PROBLEMS AND TASKS.
1) Repeat the passage of the blog excerpt starting at "Sir Arthur C." and ending at "Arthur, and Godspeed.", word for word.
2) Go on with the blog excerpt, picking up right after its final sentence.

DOCUMENT SEGMENT.
- - - - - - -

Even so, they’re getting plenty of critical coverage, so in the end it’s probably not a win for them. Why would any government consider a voting machine maker that intimidates analysts into NOT examining the machines that would count our votes, and which have a history of misbehavior?

Huckabee on Obama

He may be a raving nutbird fundie, but he’s a decent human being who actually listened to Obama’s speech, which seems to have annoyed Scarborough yesterday (quoted at Kos):

HUCKABEE: [Obama] made the point, and I think it’s a valid one, that you can’t hold the candidate responsible for everything that people around him may say or do. You just can’t. Whether it’s me, whether it’s Obama…anybody else. But he did distance himself from the very vitriolic statements.

Now, the second story. It’s interesting to me that there are some people on the left who are having to be very uncomfortable with what Louis Wright said, when they all were all over a Jerry Falwell, or anyone on the right who said things that they found very awkward and uncomfortable years ago. Many times those were statements lifted out of the context of a larger sermon. Sermons, after all, are rarely written word for word by pastors like Reverend Wright, who are delivering them extemporaneously, and caught up in the emotion of the moment. There are things that sometimes get said, that if you put them on paper and looked at them in print, you’d say “Well, I didn’t mean to say it quite like that.”

And later:

HUCKABEE: I don’t think we know. If this were October, I think it would have a dramatic impact. But it’s not October. It’s March. And I don’t believe that by the time we get to October, this is gonna be the defining issue of the campaign, and the reason that people vote.

And one other thing I think we’ve gotta remember. As easy as it is for those of us who are white, to look back and say “That’s a terrible statement!”…I grew up in a very segregated south. And I think that you have to cut some slack — and I’m gonna be probably the only Conservative in America who’s gonna say something like this, but I’m just tellin’ you — we’ve gotta cut some slack to people who grew up being called names, being told “you have to sit in the balcony when you go to the movie. You have to go to the back door to go into the restaurant. And you can’t sit out there with everyone else. There’s a separate waiting room in the doctor’s office. Here’s where you sit on the bus…” And you know what? Sometimes people do have a chip on their shoulder and resentment. And you have to just say, I probably would too. I probably would too. In fact, I may have had more of a chip on my shoulder had it been me.

Today’s Guest Corpse: Arthur C. Clarke

Sir Arthur C. Clarke, giant of science fiction, has died. He was 90. With him passes one of the last of the first wave of SF authors.

One perfect note about his passing: his official time of death is 1:30AM on March 19, 2008. As I write this, it is 5:40PM on March 18. Clarke lived in Sri Lanka, you see, but the upshot is this: Arthur Clarke managed to die in the future.

Well done, Sir Arthur, and Godspeed.

Dept. of Really Dumb Ideas

So, New Jersey is apparently evaluating Sequoia’s voting machines, and the corporate drones got wind the state might let Princeton prof and voting machine security expert Ed Felton examine them.

- - - - - - -

Excerpts from point annotation data:
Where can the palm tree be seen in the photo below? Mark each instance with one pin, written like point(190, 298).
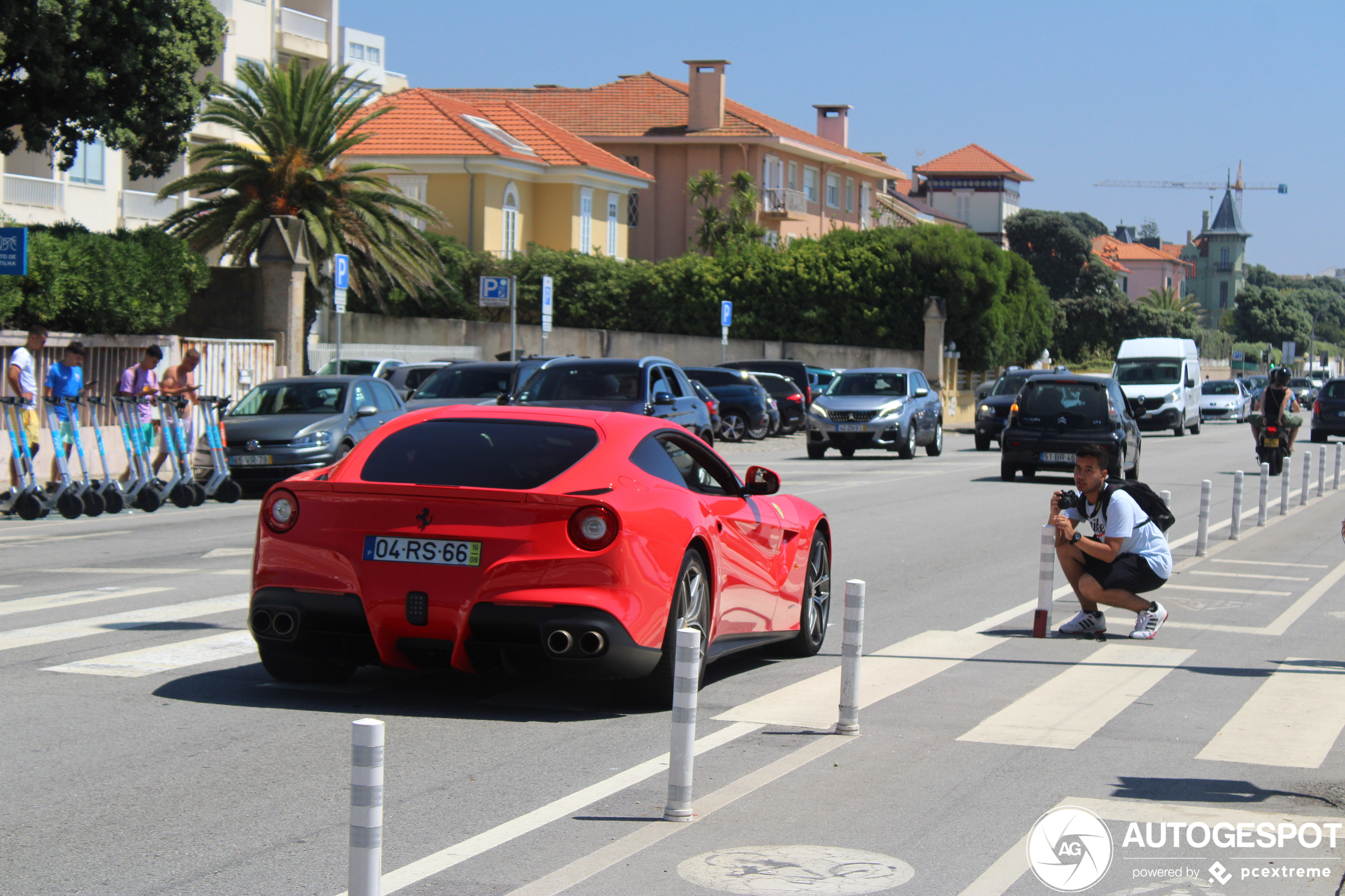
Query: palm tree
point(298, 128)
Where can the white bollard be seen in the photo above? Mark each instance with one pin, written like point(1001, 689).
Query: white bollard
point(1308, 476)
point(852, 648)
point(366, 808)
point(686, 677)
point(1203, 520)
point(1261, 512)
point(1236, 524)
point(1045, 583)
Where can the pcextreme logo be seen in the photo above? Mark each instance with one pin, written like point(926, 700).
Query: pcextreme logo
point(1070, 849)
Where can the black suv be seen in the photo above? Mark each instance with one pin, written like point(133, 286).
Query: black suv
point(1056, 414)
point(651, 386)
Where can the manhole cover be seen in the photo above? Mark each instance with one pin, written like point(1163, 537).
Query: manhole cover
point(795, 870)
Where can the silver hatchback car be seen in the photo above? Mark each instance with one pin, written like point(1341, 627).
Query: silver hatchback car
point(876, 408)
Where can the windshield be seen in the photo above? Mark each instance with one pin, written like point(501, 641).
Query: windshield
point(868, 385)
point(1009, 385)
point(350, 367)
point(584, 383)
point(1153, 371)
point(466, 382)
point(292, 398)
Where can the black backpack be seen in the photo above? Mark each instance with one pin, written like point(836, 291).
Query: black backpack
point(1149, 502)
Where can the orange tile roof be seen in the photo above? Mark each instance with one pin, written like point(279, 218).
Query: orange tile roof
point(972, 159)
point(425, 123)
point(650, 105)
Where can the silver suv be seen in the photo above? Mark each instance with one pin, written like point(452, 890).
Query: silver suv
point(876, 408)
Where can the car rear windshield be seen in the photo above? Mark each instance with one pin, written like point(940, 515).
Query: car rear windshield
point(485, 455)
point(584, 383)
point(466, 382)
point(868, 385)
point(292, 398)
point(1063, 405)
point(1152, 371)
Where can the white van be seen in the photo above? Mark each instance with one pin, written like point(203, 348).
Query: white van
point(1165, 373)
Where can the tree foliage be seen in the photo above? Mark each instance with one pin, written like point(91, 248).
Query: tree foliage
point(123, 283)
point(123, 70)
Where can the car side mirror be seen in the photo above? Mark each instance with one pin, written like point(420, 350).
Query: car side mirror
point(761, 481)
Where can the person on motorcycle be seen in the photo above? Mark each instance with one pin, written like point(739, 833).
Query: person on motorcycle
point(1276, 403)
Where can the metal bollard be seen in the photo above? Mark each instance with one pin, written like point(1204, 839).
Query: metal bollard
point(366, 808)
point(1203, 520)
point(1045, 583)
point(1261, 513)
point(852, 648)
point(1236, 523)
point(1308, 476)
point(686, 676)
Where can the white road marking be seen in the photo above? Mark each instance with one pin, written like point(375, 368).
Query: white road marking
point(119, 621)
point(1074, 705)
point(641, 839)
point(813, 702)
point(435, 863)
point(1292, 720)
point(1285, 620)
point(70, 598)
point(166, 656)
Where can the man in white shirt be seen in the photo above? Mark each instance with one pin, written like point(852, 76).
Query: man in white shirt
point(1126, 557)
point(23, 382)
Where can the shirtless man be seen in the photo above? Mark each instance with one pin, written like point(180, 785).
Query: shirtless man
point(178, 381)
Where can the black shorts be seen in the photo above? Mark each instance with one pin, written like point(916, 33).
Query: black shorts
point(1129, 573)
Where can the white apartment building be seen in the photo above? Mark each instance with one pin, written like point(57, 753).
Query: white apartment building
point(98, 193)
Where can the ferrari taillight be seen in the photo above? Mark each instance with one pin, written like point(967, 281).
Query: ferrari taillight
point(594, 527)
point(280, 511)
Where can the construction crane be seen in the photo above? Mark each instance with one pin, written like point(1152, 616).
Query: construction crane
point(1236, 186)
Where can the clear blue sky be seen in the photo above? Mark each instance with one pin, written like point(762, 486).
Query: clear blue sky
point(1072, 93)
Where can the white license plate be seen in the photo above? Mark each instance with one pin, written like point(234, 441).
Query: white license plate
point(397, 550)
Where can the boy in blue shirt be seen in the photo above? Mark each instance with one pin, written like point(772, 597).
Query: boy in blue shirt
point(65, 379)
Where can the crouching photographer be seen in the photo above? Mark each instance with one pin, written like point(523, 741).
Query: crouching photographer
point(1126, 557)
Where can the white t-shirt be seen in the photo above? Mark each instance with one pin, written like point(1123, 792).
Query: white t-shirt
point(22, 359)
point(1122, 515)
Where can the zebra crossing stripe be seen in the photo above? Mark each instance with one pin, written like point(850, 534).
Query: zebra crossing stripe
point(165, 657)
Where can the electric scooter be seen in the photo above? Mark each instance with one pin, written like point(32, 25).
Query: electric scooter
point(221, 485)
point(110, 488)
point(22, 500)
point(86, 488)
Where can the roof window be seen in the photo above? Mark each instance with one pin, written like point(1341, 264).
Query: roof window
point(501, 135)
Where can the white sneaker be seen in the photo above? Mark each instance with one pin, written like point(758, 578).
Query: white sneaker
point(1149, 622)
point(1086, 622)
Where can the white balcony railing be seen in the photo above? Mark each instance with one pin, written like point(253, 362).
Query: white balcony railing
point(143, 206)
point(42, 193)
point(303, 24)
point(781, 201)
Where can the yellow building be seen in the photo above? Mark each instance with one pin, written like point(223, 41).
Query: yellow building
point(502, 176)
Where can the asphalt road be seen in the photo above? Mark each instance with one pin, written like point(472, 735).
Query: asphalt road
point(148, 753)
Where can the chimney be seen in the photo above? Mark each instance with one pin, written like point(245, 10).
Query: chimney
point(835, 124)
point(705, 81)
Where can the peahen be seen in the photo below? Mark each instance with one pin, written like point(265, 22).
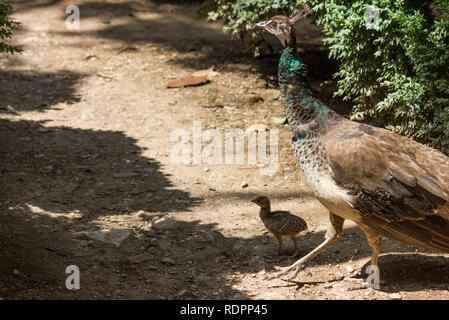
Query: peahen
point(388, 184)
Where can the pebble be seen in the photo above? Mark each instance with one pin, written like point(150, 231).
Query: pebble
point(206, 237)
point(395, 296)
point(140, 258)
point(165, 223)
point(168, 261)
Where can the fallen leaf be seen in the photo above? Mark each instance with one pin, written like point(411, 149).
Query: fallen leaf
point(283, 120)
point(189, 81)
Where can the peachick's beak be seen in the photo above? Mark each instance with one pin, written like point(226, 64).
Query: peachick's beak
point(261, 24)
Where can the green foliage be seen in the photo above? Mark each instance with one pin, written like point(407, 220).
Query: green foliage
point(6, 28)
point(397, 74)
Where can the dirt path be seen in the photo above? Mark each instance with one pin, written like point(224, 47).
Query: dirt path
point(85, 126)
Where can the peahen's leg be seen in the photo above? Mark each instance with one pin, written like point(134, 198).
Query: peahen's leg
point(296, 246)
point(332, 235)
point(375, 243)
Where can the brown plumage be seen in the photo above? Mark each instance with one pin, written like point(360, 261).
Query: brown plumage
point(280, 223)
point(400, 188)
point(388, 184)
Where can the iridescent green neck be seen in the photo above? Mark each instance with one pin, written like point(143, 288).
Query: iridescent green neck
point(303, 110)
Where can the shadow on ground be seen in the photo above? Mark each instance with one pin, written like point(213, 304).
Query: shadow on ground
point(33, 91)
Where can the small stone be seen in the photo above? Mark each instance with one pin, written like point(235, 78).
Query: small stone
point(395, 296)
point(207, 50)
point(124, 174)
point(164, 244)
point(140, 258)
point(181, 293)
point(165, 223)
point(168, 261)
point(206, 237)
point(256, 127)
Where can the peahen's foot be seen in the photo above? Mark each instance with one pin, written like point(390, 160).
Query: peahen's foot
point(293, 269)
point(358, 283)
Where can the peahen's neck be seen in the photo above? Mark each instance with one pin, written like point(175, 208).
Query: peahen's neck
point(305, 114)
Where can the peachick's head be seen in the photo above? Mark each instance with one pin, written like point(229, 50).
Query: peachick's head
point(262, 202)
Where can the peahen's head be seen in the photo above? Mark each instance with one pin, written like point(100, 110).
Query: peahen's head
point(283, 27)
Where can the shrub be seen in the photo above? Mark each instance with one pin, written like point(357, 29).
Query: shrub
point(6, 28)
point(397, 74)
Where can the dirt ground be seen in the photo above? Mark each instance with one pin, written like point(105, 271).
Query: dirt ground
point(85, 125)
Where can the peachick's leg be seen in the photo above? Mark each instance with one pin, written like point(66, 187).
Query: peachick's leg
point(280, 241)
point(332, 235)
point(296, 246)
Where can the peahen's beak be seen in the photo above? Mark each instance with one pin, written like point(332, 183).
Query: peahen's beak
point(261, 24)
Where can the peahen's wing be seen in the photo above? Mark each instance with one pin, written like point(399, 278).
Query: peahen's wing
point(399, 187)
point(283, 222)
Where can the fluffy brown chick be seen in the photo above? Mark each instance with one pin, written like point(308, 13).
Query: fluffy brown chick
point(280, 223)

- - - - - - -

ANSWER SET.
1)
Sir Arthur C. Clarke, giant of science fiction, has died. He was 90. With him passes one of the last of the first wave of SF authors.

One perfect note about his passing: his official time of death is 1:30AM on March 19, 2008. As I write this, it is 5:40PM on March 18. Clarke lived in Sri Lanka, you see, but the upshot is this: Arthur Clarke managed to die in the future.

Well done, Sir Arthur, and Godspeed.

2)
This, clearly, scared the bejesus out of said drones, so they sent Prof. Felton a threatening letter, which was of course immediately leaked to the web, and which as elicited a great deal of ridicule and comment. Techdirt has more.

YES WE CAN

Go and at least read Obama’s speech, even if you don’t watch the video. It is a profound document, perhaps the most significant such text since the civil rights movement. Senator Obama speaks to not just the red herring of his pastor’s most obnoxious remarks, but the anger and resentment that continue to characterize far too much of the racial dialog in this country — a country, he also notes, that is the only place a story like his could even begin to happen.

In the end, then, what is called for is nothing more, and nothing less, than what all the world’s great religions demand – that we do unto others as we would have them do unto us. Let us be our brother’s keeper, Scripture tells us. Let us be our sister’s keeper. Let us find that common stake we all have in one another, and let our politics reflect that spirit as well.

For we have a choice in this country. We can accept a politics that breeds division, and conflict, and cynicism. We can tackle race only as spectacle – as we did in the OJ trial – or in the wake of tragedy, as we did in the aftermath of Katrina – or as fodder for the nightly news. We can play Reverend Wright’s sermons on every channel, every day and talk about them from now until the election, and make the only question in this campaign whether or not the American people think that I somehow believe or sympathize with his most offensive words. We can pounce on some gaffe by a Hillary supporter as evidence that she’s playing the race card, or we can speculate on whether white men will all flock to John McCain in the general election regardless of his policies.

We can do that.

But if we do, I can tell you that in the next election, we’ll be talking about some other distraction. And then another one. And then another one. And nothing will change.

Later, he finished with the story of Ashley, a woman who organized for his campaign in South Carolina. As a child, Ashley’s mother’s illness plunged her family into poverty, and Ashley wanted to work to avoid that fate for other families:

Now Ashley might have made a different choice. Perhaps somebody told her along the way that the source of her mother’s problems were blacks who were on welfare and too lazy to work, or Hispanics who were coming into the country illegally. But she didn’t. She sought out allies in her fight against injustice.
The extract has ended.